指示:
回転電機巻線の絶縁欠陥検査を扱う抜粋について、最後の文の後に続く部分を書くこと。

抜粋本文:
****

しかし、巻線に印加される電圧が高周波交流電圧であり、インバータ駆動回転電機における、インパルス電圧の印加に起因して発生する絶縁不良モードを検出できない場合があるという問題があった。また、部分放電を検出するのに、少なくとも電流プローブが2個必要であり、装置のコストが高くなるとの問題があった。
【0007】
また、特許文献2に記載の巻線絶縁診断装置は、インバータ駆動回転電機に印加されるのと同様な、パルス電圧を巻線に印加するものであり、巻線のターン間にコロナ放電が発生するまで印加電圧を段階的に上昇させて、電流検出器で測定した電流の波形が、パルスが重畳した形状となることより、巻線のターン間にある潜在的な絶縁欠陥を検出するものである。
しかし、巻線に流れる電流に重畳したパルス電流を検出するものであり、検出感度が低いとの問題があった。また、巻線に印加された電圧は、巻線を構成する各コイルに分担されて印加されるため、放電を発生させるためには、印加電圧を高くする必要があり、回転電機巻線の試験対象部位以外での放電発生や回転電機巻線の絶縁劣化がおこるとの問題があった。
【0008】
本発明は、上記のような問題を解決するためになされたものであり、その目的は、回転電機巻線の試験対象部位以外での放電発生や回転電機巻線の絶縁劣化を防止でき、回転電機巻線における高圧端子側コイルの潜在的な絶縁欠陥を確実に検出できるとともに、装置コストの低減が可能な回転電機巻線の絶縁欠陥検査装置およびこの装置を用いた絶縁欠陥検査方法を得ることである。

****

写真の点注釈:
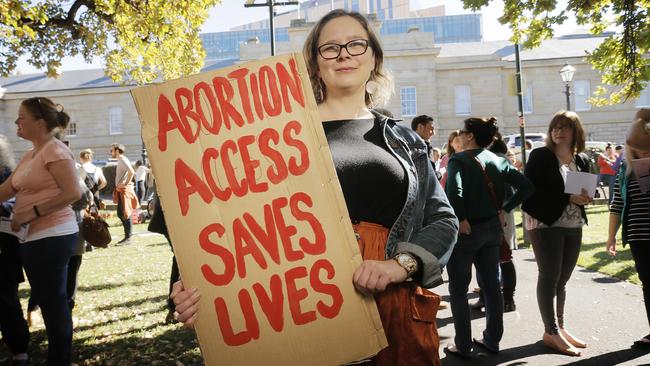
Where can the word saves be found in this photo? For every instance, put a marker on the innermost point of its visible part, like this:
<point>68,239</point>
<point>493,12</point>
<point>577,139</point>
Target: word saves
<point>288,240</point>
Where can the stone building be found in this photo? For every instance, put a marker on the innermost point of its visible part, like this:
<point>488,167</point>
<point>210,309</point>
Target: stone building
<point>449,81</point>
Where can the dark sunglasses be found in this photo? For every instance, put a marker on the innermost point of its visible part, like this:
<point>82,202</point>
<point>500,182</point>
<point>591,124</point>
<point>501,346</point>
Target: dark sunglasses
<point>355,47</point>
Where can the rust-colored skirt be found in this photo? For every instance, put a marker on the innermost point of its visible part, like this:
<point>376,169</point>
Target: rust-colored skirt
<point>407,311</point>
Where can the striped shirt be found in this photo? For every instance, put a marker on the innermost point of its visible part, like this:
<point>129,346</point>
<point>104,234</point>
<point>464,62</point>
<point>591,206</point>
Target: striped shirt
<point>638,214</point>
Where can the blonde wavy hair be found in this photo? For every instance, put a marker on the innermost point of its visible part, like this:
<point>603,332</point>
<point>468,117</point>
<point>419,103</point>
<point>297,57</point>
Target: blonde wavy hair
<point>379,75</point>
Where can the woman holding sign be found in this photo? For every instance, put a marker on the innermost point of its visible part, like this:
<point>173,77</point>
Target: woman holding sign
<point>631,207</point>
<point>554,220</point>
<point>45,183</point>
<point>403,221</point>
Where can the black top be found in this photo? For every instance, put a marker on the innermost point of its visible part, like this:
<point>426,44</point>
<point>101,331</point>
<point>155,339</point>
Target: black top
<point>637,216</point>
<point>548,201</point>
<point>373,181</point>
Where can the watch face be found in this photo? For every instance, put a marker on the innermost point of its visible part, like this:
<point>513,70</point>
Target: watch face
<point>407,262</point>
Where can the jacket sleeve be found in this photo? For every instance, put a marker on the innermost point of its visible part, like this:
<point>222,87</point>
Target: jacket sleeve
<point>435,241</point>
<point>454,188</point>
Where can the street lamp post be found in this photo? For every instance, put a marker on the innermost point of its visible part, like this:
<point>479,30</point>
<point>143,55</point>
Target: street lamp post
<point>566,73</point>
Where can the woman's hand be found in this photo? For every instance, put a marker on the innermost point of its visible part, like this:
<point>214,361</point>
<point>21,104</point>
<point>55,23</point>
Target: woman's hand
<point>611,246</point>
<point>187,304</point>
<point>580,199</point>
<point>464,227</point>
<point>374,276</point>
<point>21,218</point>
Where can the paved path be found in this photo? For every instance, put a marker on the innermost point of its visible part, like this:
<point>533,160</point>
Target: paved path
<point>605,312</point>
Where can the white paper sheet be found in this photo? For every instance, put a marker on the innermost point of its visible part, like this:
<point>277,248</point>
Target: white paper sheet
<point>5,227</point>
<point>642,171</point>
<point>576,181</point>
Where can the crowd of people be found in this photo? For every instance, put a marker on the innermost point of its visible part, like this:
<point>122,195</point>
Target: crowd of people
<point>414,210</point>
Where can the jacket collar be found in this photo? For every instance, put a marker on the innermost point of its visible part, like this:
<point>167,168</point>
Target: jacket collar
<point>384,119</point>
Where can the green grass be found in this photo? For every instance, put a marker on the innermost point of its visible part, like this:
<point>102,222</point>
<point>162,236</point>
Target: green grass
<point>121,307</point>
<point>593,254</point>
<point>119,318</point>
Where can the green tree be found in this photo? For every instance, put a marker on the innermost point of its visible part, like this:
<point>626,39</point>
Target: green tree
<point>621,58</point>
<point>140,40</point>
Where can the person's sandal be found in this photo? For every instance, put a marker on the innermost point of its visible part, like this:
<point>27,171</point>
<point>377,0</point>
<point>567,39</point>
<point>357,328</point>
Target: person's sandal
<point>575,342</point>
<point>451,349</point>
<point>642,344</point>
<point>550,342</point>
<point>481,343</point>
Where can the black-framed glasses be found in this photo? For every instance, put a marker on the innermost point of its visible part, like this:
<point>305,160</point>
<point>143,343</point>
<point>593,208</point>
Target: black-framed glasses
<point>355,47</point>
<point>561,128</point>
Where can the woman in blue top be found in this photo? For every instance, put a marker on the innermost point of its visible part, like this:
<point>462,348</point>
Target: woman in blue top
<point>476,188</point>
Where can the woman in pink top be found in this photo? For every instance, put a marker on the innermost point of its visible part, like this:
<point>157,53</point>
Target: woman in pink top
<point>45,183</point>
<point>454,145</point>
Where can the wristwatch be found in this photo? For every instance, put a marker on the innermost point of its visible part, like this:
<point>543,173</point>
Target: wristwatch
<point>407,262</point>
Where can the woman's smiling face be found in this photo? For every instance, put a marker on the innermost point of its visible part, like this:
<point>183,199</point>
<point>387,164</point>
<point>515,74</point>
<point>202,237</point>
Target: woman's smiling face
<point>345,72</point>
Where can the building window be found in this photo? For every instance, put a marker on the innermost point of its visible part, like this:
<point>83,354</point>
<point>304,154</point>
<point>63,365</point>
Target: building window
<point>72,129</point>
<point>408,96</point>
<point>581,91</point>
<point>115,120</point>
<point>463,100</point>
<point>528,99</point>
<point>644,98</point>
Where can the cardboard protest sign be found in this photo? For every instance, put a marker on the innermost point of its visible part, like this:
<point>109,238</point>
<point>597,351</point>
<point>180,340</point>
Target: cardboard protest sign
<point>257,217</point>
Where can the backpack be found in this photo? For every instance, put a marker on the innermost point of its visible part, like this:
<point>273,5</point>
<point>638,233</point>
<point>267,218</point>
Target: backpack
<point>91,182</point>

****

回答:
【課題を解決するための手段】
【0009】
本発明に係わる回転電機巻線の絶縁欠陥検査装置は、回転電機巻線にインパルス電圧を印加する単極インパルス電源と、単極インパルス電源から導出された、第1の電源配線と第2の電源配線と、第1の電源配線と第2の電源配線とに接続され、単極インパルス電源に対して電気的に並列になるように配設された高周波リアクトルと、第1の電源配線の外部配線部に配設された部分放電検出センサと、部分放電検出センサに接続された部分放電判定装置とを備えており、第1の電源配線が、回転電機巻線の一端に接続する配線であり、第2の電源配線が、アースに接続されるとともに、回転電機巻線の他端に接続する配線であり、高周波リアクトルが、そのインダクタンスを変えることができる可変高周波リアクトルである。
【0010】
本発明に係わる回転電機巻線の絶縁欠陥検査方法は、可変高周波リアクトルのインダクタンスを、飽和点インダクタンスから増加させ、負ピーク比Prnを、その飽和値から数%低い値となるインダクタンスである試験インダクタンスに調節する工程と、可変高周波リアクトルのインダクタンスを、試験インダクタンスに設定して、回転電機巻線に、単極インパルス電源から試験電圧を印加し、部分放電が部分放電検出センサにより検出されたか否かを部分放電判定装置により判定する工程とを備えている。
【発明の効果】
【0011】
本発明に係わる回転電機巻線の絶縁欠陥検査装置は、回転電機巻線にインパルス電圧を印加する単極インパルス電源と、単極インパルス電源から導出された、第1の電源配線と第2の電源配線と、第1の電源配線と第2の電源配線とに接続され、単極インパルス電源に対して電気的に並列になるように配設された高周波リアクトルと、第1の電源配線の外部配線部に配設された部分放電検出センサと、部分放電検出センサに接続された部分放電判定装置とを備えており、第1の電源配線が、回転電機巻線の一端に接続する配線であり、第2の電源配線が、アースに接続されるとともに、回転電機巻線の他端に接続する配線であり、高周波リアクトルが、そのインダクタンスを変えることができる可変高周波リアクトルであり、回転電機巻線の試験対象部位以外での放電発生や回転電機巻線の絶縁劣化を防止でき、回転電機巻線における高圧端子側コイルの潜在的な絶縁欠陥を確実に検出できるとともに、装置コストの低減が可能である。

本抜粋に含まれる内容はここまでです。